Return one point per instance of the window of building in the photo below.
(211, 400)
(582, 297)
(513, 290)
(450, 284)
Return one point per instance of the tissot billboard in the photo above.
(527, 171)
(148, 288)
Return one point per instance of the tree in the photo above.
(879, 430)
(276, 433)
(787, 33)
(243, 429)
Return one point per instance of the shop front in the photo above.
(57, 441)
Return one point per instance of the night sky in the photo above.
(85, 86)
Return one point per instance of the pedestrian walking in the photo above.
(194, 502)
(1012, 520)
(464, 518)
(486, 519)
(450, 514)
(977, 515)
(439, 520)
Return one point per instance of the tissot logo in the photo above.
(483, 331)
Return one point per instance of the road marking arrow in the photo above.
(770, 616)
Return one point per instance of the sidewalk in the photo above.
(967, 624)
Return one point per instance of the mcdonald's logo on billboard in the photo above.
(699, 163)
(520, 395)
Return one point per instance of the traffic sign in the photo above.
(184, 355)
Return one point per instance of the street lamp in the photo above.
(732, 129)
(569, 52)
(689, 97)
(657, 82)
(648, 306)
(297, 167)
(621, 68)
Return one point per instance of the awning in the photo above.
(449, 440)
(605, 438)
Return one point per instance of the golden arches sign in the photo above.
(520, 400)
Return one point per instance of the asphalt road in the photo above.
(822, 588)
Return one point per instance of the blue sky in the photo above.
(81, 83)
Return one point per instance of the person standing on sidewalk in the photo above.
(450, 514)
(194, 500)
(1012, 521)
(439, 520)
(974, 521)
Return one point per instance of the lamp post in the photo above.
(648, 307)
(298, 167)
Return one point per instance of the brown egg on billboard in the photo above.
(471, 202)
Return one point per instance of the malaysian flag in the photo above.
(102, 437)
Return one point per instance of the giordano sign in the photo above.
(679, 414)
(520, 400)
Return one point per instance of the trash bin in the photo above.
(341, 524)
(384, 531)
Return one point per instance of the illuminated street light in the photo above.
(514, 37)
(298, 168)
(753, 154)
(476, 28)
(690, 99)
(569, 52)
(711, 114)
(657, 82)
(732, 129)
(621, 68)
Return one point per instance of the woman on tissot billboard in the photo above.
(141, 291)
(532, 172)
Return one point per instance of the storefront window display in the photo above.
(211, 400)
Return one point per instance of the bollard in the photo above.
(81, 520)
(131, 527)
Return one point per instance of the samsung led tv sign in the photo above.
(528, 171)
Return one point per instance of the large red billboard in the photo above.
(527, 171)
════════
__Written problem__
Rewrite the data starting at the line that contains "Return one point per instance of the woman" and ending at the last line of the data, keeping the requests, and move every answer coordinate by adding -86 to it.

__Answer to the exercise__
Return one point per instance of the woman on tissot billboard in the photo above.
(55, 205)
(446, 86)
Return one point per instance of the storefront window display in the photo above.
(125, 314)
Return one point per instance of the bollard in the photo above.
(-5, 434)
(45, 441)
Return one point per instance of the samsung led tv sign in the photo above.
(442, 85)
Return one point per instance of the large red billboard in the photo above.
(441, 85)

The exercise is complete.